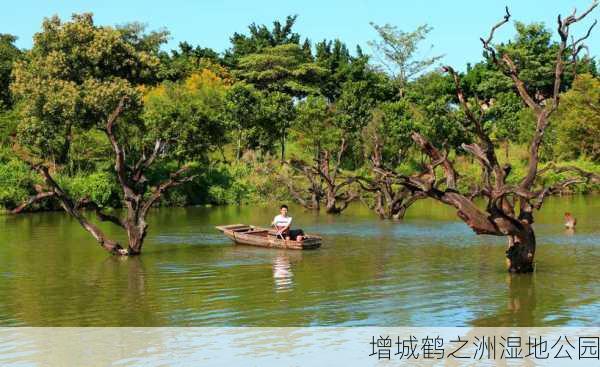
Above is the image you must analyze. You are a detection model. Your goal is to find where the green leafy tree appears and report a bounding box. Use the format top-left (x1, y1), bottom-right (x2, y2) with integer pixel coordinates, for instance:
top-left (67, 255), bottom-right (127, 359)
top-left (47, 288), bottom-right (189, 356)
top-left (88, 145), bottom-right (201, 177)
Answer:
top-left (11, 14), bottom-right (166, 164)
top-left (159, 42), bottom-right (226, 81)
top-left (224, 82), bottom-right (264, 160)
top-left (224, 15), bottom-right (300, 66)
top-left (555, 74), bottom-right (600, 162)
top-left (0, 34), bottom-right (21, 112)
top-left (12, 14), bottom-right (225, 255)
top-left (258, 92), bottom-right (296, 161)
top-left (237, 43), bottom-right (325, 97)
top-left (369, 23), bottom-right (443, 94)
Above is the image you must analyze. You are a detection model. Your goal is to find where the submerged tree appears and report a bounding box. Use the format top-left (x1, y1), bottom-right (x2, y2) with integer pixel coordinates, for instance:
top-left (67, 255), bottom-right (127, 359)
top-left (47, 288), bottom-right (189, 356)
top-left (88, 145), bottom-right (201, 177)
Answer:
top-left (280, 96), bottom-right (358, 214)
top-left (357, 108), bottom-right (426, 219)
top-left (388, 2), bottom-right (598, 273)
top-left (13, 14), bottom-right (224, 255)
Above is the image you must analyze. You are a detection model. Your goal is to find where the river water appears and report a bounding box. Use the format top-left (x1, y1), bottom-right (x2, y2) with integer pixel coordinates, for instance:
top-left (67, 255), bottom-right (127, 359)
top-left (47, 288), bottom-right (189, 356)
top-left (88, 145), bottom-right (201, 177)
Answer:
top-left (0, 196), bottom-right (600, 326)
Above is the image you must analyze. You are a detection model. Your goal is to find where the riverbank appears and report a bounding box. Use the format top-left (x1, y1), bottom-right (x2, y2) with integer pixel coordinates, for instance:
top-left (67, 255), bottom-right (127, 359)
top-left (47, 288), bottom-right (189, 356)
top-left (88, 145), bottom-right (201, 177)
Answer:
top-left (0, 143), bottom-right (600, 212)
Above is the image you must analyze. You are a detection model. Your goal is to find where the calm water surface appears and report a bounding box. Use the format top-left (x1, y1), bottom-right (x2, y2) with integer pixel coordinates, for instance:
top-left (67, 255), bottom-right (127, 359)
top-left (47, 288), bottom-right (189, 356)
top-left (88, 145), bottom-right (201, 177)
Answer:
top-left (0, 196), bottom-right (600, 326)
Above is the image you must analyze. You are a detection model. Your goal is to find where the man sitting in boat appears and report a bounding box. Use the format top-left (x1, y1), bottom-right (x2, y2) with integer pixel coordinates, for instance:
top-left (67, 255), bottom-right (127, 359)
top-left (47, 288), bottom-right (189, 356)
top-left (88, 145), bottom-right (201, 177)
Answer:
top-left (271, 204), bottom-right (304, 241)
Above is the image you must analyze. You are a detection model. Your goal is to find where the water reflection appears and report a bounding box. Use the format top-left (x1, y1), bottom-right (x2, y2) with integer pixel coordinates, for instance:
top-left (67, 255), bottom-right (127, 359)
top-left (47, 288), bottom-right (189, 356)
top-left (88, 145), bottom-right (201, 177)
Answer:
top-left (273, 251), bottom-right (294, 292)
top-left (0, 197), bottom-right (600, 326)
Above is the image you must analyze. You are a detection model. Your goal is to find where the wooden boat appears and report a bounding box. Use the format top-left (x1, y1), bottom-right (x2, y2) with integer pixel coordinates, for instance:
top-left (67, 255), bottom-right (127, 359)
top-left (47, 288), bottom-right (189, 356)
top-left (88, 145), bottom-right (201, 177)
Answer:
top-left (216, 224), bottom-right (321, 250)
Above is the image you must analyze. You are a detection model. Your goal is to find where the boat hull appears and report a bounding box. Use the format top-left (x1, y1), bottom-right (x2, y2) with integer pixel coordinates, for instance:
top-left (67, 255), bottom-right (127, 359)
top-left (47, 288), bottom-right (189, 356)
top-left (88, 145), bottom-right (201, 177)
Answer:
top-left (216, 224), bottom-right (321, 250)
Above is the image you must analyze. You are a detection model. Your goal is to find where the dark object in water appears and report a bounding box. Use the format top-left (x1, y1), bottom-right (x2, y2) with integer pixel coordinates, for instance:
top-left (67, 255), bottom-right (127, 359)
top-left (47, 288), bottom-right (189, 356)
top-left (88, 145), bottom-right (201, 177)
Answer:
top-left (216, 224), bottom-right (321, 250)
top-left (565, 212), bottom-right (577, 229)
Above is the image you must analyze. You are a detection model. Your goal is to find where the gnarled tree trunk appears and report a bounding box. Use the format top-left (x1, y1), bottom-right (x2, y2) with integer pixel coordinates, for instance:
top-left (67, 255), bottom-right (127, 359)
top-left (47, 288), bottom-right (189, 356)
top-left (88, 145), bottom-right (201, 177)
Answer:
top-left (387, 3), bottom-right (598, 273)
top-left (13, 98), bottom-right (194, 255)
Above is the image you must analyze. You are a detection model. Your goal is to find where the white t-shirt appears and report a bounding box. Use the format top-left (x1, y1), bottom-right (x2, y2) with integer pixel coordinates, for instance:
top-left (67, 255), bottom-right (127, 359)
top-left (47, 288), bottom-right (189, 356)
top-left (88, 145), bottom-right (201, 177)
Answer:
top-left (273, 214), bottom-right (292, 228)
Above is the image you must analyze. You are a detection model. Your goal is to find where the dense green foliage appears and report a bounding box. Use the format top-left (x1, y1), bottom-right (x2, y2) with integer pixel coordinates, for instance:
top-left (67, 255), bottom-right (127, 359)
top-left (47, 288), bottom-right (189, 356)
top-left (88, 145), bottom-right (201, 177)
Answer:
top-left (0, 14), bottom-right (600, 213)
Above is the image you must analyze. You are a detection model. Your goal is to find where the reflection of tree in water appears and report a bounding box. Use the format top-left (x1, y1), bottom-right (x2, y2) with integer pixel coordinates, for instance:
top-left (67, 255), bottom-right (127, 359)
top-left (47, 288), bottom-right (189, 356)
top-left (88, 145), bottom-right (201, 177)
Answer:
top-left (472, 274), bottom-right (543, 326)
top-left (97, 256), bottom-right (162, 326)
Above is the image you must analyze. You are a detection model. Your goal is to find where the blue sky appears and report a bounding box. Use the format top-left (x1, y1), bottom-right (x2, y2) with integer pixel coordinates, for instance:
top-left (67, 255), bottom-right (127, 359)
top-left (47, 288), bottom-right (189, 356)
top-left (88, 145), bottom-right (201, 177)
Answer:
top-left (0, 0), bottom-right (600, 69)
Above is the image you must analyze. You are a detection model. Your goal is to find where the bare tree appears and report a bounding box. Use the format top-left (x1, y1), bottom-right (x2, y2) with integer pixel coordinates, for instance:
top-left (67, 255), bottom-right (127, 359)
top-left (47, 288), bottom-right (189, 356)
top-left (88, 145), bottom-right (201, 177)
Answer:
top-left (356, 134), bottom-right (427, 219)
top-left (13, 97), bottom-right (195, 255)
top-left (282, 138), bottom-right (358, 214)
top-left (388, 2), bottom-right (598, 273)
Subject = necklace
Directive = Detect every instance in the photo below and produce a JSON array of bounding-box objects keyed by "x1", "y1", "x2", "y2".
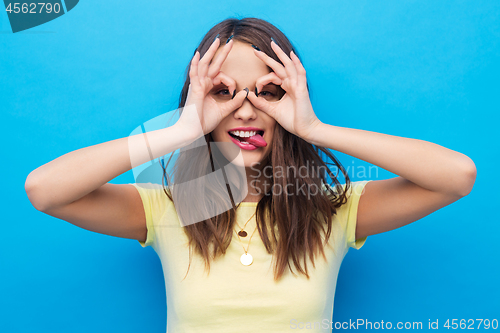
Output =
[
  {"x1": 235, "y1": 211, "x2": 257, "y2": 237},
  {"x1": 237, "y1": 224, "x2": 257, "y2": 266}
]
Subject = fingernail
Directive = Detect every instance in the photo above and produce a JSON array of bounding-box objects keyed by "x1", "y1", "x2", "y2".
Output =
[{"x1": 252, "y1": 44, "x2": 260, "y2": 51}]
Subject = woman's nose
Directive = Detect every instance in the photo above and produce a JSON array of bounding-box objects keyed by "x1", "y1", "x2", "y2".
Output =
[{"x1": 234, "y1": 92, "x2": 257, "y2": 121}]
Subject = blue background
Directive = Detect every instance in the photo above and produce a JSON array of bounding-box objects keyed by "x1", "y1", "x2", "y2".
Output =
[{"x1": 0, "y1": 0, "x2": 500, "y2": 332}]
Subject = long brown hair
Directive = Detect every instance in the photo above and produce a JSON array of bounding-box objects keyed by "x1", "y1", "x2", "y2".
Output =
[{"x1": 158, "y1": 18, "x2": 350, "y2": 281}]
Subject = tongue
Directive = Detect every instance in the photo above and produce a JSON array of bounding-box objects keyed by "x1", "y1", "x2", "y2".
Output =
[{"x1": 244, "y1": 134, "x2": 267, "y2": 147}]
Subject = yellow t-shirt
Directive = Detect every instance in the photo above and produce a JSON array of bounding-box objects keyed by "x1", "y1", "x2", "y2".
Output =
[{"x1": 132, "y1": 180, "x2": 370, "y2": 333}]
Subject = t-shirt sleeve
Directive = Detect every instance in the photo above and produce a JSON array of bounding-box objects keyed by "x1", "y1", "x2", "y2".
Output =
[
  {"x1": 342, "y1": 180, "x2": 371, "y2": 250},
  {"x1": 130, "y1": 183, "x2": 170, "y2": 248}
]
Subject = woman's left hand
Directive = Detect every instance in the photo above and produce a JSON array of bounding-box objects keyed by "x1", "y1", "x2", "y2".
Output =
[{"x1": 248, "y1": 41, "x2": 321, "y2": 141}]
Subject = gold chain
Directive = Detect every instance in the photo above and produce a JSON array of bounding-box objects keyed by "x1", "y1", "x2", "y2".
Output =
[
  {"x1": 234, "y1": 211, "x2": 257, "y2": 236},
  {"x1": 235, "y1": 222, "x2": 257, "y2": 254}
]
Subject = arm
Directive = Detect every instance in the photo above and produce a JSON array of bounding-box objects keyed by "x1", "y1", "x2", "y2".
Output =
[
  {"x1": 304, "y1": 123, "x2": 476, "y2": 239},
  {"x1": 248, "y1": 42, "x2": 476, "y2": 239},
  {"x1": 25, "y1": 39, "x2": 246, "y2": 241}
]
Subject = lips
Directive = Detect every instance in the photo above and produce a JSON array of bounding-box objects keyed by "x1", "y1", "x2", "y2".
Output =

^^^^^^^^

Short exercise
Duplicate the lines from the one containing "where the man" through the one containing "top-left (271, 204), bottom-right (304, 241)", including both of those lines.

Complete answer
Above is the image you must analyze. You are a detection model. Your goal is to find where the man sitting in boat appears and report a bounding box. Use the format top-left (x1, y1), bottom-right (x2, y2) with integer pixel coordinates, for instance:
top-left (67, 255), bottom-right (127, 359)
top-left (47, 288), bottom-right (189, 356)
top-left (88, 145), bottom-right (201, 177)
Answer:
top-left (271, 204), bottom-right (304, 241)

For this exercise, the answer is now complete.